DOCUMENT.
==========

City of London has made good use of this facility and has accumulated significant distributable reserves to back up the strong underlying cash flows from its portfolio. This gives the Board confidence that it will be able to increase the total annual dividend for the 58th year in a row.
Portfolio and outlook
Longstanding manager Job Curtis, who has been in place since 1991, has put together a diversified portfolio of 84 holdings. The vast majority of the £2bn of assets are invested in the UK (83.5%), although he has taken advantage of the flexible mandate to commit the rest to various other developed markets.3
City of London Investment Trust – top 10 holdings
Source: Fidelity International, 31.3.24
Curtis says that two-thirds of revenues earned by companies that they are invested in come from overseas, which provides useful diversification, but there is also considerable uncertainty for the global economy and elevated geopolitical tensions.
“Nonetheless, we think the valuation of UK equities looks compelling compared to their equivalents overseas, possibly due to the low allocation from domestic, institutional investors. In particular, the dividend yield of UK equities is attractive relative to the main alternatives.”
Performance and dividends
City of London aims to provide long-term growth in income and capital. Over the last 10 years it has generated an NAV total return of 68%, which is 5% ahead of the FTSE All-Share benchmark.4 Please remember past performance is not a reliable indicator of future returns.

==========

DATASET EXCERPTS.
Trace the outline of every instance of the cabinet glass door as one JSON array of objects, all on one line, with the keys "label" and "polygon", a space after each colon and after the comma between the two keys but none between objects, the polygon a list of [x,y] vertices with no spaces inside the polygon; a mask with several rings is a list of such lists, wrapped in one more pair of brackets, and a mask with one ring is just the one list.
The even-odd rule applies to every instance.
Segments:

==========

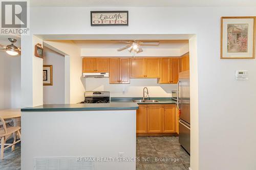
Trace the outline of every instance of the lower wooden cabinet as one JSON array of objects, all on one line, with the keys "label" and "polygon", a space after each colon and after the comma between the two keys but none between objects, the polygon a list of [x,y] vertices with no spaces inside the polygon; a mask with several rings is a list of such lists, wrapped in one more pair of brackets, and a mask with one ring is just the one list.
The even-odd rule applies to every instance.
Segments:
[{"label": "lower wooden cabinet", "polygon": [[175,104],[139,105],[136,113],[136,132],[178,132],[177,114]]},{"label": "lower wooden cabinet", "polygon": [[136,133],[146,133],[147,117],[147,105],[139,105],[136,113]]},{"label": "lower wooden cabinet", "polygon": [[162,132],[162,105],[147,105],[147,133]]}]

==========

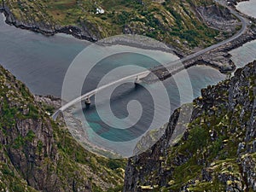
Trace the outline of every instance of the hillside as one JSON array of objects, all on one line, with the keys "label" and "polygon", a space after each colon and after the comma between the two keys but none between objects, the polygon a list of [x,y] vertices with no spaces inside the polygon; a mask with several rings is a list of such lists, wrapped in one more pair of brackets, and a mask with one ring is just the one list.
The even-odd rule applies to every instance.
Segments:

==========

DIRECTIVES.
A) From the City of London Investment Trust passage, reproduce the wording word for word, starting with "Portfolio and outlook" and going on through "elevated geopolitical tensions.".
B) Answer these from the City of London Investment Trust passage:
(i) How many holdings make up the portfolio?
(ii) Since what year has Job Curtis been the manager?
(iii) What NAV total return has the trust generated over the last 10 years?
C) According to the City of London Investment Trust passage, why is the Board confident it can raise the total annual dividend for the 58th year in a row? Answer in one to three sentences.

ANSWERS TO EACH TASK.
A)
Portfolio and outlook
Longstanding manager Job Curtis, who has been in place since 1991, has put together a diversified portfolio of 84 holdings. The vast majority of the £2bn of assets are invested in the UK (83.5%), although he has taken advantage of the flexible mandate to commit the rest to various other developed markets.3
City of London Investment Trust – top 10 holdings
Source: Fidelity International, 31.3.24
Curtis says that two-thirds of revenues earned by companies that they are invested in come from overseas, which provides useful diversification, but there is also considerable uncertainty for the global economy and elevated geopolitical tensions.

B)
(i) 84
(ii) 1991
(iii) 68%

C) City of London has accumulated significant distributable reserves. These reserves back up the strong underlying cash flows from its portfolio.